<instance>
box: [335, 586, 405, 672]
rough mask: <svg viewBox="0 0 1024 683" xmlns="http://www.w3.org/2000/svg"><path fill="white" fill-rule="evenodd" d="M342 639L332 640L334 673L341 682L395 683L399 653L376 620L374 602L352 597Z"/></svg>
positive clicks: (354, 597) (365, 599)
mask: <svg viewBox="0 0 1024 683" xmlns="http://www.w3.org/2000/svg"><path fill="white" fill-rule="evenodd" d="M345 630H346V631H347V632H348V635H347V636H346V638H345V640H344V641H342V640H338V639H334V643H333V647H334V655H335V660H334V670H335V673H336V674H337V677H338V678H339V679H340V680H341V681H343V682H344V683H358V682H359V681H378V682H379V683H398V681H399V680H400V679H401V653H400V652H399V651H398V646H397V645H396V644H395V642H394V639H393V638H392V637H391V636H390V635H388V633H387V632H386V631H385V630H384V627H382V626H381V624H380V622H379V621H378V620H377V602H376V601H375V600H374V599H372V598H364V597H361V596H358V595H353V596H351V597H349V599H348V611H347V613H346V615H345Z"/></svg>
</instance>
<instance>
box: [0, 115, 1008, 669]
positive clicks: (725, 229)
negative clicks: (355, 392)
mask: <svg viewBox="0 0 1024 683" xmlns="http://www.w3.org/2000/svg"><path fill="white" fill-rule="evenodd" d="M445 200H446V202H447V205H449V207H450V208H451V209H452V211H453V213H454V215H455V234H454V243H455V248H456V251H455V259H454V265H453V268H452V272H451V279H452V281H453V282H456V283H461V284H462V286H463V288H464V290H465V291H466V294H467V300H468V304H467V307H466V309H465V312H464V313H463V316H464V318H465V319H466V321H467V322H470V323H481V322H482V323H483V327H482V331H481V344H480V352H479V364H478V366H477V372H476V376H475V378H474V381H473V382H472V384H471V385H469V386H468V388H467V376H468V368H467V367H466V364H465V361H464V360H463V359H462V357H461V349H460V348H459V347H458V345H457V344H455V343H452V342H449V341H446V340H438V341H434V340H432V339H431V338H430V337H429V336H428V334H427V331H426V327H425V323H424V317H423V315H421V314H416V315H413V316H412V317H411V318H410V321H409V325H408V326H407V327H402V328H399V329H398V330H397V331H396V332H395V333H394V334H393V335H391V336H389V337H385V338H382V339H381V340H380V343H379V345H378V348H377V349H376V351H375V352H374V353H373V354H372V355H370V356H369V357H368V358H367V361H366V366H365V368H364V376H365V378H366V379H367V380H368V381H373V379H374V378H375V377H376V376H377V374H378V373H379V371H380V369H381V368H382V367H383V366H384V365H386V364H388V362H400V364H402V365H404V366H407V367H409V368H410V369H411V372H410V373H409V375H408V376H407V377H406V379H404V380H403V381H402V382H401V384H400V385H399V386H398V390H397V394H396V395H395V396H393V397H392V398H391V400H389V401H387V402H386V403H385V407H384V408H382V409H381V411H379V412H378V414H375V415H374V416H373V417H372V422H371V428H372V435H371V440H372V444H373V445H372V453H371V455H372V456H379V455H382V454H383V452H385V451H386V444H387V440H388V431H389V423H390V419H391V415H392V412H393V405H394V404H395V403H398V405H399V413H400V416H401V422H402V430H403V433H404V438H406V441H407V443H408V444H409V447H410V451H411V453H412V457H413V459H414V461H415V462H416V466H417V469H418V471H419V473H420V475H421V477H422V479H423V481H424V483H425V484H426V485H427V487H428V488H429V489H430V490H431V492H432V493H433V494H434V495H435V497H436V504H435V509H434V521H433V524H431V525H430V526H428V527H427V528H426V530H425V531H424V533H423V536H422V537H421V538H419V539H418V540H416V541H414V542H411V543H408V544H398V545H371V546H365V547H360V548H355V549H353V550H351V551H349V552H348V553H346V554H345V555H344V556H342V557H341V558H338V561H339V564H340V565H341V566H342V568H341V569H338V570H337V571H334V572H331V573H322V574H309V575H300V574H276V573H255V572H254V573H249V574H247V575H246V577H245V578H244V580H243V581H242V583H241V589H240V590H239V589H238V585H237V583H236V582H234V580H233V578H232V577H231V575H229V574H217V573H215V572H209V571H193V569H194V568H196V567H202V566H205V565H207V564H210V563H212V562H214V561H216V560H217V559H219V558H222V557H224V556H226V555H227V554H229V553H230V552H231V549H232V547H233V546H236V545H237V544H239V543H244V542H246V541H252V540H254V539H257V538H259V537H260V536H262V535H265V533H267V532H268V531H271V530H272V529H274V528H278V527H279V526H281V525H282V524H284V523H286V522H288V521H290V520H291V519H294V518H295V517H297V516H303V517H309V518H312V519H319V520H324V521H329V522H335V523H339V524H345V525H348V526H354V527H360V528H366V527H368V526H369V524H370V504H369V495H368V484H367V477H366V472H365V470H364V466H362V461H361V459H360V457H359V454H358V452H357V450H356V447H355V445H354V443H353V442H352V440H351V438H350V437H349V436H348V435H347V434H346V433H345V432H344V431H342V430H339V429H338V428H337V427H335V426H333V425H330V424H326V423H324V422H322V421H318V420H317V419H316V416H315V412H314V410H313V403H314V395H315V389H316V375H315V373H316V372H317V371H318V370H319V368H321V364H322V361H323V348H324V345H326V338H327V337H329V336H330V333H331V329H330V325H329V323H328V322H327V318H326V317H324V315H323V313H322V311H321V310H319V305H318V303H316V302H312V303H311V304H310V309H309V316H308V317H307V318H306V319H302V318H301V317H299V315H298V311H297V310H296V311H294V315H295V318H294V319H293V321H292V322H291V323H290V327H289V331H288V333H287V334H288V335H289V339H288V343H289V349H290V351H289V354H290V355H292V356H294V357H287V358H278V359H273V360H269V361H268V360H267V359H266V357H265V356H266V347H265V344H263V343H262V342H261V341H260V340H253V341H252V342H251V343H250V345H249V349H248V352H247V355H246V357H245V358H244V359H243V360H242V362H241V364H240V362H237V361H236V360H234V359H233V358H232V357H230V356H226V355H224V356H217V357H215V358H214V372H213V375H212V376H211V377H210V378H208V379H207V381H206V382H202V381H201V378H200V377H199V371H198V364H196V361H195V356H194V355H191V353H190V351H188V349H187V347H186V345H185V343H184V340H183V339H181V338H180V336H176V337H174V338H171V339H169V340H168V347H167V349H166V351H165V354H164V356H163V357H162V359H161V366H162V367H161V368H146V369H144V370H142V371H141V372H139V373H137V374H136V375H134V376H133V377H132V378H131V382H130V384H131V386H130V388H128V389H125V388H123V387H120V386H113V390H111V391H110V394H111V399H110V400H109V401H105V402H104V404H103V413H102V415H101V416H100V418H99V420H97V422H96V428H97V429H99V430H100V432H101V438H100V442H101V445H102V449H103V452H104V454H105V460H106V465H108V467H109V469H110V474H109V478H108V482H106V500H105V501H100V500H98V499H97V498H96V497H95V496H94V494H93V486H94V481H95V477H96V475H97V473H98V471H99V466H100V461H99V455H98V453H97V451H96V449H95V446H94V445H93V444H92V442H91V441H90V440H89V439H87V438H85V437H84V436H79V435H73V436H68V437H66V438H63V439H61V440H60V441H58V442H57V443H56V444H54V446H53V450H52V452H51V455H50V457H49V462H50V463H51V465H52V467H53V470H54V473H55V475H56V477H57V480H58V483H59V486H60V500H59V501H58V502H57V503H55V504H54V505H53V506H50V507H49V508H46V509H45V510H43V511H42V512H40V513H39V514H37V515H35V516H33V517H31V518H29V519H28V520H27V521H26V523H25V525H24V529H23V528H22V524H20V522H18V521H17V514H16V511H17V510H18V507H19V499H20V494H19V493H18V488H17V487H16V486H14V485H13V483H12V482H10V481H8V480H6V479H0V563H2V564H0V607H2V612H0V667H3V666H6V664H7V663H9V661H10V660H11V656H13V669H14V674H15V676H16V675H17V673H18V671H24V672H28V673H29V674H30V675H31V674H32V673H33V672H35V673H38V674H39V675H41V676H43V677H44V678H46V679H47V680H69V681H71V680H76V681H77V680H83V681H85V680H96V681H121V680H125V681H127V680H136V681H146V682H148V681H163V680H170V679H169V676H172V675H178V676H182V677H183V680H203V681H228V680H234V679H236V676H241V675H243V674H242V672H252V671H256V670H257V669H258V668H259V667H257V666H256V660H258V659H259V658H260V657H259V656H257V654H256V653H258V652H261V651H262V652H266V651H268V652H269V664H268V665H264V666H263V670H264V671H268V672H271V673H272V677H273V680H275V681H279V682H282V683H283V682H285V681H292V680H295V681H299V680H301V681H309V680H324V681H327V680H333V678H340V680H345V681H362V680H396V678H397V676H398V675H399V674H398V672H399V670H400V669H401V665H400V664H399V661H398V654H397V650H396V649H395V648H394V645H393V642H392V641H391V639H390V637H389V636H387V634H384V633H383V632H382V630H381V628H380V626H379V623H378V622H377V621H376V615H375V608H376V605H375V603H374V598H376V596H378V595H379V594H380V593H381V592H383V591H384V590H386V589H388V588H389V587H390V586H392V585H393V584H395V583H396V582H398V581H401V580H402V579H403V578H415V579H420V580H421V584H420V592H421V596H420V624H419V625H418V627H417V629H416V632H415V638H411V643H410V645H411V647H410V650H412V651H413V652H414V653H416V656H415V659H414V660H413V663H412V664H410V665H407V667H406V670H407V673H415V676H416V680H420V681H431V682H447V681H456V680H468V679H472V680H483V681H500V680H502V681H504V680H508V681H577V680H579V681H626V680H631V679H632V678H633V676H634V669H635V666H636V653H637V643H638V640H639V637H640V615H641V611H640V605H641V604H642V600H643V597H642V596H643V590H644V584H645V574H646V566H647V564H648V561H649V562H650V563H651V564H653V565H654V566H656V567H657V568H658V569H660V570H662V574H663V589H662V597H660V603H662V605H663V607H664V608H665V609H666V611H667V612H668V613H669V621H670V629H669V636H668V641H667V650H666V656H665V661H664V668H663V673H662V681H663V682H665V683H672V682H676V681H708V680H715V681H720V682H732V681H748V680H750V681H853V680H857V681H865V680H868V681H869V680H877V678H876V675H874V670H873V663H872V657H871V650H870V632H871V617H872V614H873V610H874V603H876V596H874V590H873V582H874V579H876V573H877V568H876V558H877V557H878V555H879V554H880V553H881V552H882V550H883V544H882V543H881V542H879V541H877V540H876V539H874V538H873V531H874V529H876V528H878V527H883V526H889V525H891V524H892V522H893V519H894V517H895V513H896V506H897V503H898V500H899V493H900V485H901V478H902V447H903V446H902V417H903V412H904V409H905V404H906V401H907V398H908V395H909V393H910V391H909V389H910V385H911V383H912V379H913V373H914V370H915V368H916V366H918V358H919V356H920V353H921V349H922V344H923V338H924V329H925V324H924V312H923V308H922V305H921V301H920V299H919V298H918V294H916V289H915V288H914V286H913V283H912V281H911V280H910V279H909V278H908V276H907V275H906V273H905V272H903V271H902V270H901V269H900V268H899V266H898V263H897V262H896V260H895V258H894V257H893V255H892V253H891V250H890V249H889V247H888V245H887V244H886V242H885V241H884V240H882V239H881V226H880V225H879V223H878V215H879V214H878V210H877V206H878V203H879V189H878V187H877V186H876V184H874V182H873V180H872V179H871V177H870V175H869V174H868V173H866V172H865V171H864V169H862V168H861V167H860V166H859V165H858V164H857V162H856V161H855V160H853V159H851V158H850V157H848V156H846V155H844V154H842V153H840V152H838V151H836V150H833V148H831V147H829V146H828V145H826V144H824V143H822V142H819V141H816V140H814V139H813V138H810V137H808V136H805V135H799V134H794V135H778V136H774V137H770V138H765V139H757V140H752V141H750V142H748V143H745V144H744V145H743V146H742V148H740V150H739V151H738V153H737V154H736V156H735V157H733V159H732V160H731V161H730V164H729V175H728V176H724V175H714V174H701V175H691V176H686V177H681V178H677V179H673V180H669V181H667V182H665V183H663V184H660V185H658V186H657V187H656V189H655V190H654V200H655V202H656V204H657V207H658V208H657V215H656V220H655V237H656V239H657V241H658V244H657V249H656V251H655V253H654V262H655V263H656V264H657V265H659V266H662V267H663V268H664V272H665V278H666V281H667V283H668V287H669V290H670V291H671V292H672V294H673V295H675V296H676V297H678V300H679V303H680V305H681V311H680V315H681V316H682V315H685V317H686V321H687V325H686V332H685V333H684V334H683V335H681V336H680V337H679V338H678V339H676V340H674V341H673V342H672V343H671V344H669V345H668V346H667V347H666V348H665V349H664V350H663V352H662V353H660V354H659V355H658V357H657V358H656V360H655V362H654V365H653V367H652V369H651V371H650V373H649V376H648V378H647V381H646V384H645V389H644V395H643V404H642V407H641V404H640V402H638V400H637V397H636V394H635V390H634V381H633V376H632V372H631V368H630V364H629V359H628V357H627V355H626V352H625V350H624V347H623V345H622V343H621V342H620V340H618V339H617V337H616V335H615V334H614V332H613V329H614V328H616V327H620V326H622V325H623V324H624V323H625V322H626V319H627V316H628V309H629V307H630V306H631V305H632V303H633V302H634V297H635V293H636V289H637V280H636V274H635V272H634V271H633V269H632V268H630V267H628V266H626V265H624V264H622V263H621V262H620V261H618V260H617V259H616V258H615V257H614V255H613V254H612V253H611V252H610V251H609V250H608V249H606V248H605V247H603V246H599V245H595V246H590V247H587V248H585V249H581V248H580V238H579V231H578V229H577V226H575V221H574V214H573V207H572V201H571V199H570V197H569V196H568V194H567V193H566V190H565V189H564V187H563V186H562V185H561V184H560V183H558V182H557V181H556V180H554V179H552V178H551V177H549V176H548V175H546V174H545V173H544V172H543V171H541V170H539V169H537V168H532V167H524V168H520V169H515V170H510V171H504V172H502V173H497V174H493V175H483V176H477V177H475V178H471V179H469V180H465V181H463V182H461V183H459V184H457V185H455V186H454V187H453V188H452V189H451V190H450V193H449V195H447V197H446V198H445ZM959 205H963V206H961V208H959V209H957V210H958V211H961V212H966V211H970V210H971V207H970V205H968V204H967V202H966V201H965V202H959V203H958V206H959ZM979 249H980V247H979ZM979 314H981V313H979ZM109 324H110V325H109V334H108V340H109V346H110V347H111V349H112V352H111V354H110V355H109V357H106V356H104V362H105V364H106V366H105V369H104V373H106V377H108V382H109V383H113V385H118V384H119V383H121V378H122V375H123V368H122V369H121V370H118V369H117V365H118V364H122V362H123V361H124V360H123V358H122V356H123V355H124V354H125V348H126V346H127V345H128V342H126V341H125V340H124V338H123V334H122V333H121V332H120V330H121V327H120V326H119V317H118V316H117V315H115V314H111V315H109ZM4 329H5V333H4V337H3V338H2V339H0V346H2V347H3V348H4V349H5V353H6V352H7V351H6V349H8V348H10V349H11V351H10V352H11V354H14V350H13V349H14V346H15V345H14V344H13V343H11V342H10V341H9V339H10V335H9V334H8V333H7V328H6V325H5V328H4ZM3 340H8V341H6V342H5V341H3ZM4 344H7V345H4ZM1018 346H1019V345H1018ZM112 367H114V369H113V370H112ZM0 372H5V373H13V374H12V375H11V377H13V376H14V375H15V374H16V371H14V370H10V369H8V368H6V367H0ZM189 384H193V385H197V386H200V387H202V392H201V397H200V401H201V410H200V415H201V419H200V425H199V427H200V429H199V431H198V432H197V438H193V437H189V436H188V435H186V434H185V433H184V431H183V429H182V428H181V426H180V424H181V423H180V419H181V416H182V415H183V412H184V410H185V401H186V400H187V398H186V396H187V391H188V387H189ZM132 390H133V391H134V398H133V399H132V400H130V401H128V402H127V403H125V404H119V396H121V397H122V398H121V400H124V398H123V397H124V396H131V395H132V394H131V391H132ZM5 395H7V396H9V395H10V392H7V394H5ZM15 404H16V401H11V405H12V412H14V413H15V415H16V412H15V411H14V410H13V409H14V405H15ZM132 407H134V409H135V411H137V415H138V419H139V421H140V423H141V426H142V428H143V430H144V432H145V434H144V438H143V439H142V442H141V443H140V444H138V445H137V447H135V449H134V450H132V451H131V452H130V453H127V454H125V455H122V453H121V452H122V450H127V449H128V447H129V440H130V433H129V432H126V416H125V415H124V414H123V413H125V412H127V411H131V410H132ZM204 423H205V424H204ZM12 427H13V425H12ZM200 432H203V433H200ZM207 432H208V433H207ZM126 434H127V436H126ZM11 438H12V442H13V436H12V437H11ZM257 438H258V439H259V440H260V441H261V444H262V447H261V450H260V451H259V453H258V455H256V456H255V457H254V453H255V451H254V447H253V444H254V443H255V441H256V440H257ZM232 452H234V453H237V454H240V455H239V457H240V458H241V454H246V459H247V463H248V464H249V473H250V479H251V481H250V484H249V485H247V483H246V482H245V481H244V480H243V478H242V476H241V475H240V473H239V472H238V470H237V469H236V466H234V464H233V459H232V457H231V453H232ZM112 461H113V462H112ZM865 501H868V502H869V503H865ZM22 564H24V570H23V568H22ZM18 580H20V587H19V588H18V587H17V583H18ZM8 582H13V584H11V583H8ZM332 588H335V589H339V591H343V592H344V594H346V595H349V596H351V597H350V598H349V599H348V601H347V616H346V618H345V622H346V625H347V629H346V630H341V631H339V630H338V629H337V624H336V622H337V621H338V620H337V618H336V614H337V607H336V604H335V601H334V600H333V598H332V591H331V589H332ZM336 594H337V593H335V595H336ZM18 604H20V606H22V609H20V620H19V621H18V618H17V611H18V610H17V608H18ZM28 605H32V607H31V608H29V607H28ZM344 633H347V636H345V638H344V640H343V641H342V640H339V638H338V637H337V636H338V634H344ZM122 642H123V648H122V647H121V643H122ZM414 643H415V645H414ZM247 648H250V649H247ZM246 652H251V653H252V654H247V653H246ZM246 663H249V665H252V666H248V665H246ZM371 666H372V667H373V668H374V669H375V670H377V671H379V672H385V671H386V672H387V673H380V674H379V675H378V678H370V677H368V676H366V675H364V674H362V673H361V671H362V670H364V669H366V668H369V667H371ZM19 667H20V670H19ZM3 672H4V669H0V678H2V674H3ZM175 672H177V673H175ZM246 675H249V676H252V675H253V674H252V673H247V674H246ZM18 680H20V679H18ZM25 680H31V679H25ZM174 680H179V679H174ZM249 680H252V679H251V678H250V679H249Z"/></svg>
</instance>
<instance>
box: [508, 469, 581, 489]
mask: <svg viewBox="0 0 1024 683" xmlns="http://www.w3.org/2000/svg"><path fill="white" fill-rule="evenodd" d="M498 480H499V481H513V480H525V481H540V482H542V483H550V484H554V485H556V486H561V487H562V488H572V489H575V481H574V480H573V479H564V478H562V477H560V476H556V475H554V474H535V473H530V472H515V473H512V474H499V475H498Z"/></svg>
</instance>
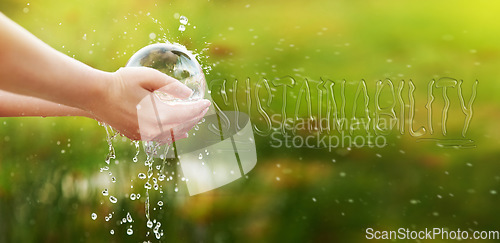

────────────────────

DIRECTIONS:
Starting with the first line of the items and going on through the line with "rough mask: <svg", write those lines out again with "rough mask" switched to "coarse mask" and everything else left unchanged.

RESPONSE TO THE TASK:
<instance>
box: [335, 586, 405, 672]
coarse mask: <svg viewBox="0 0 1024 683" xmlns="http://www.w3.org/2000/svg"><path fill="white" fill-rule="evenodd" d="M342 639L332 640L334 673L341 682L395 683L399 653L376 620L374 602L352 597Z"/></svg>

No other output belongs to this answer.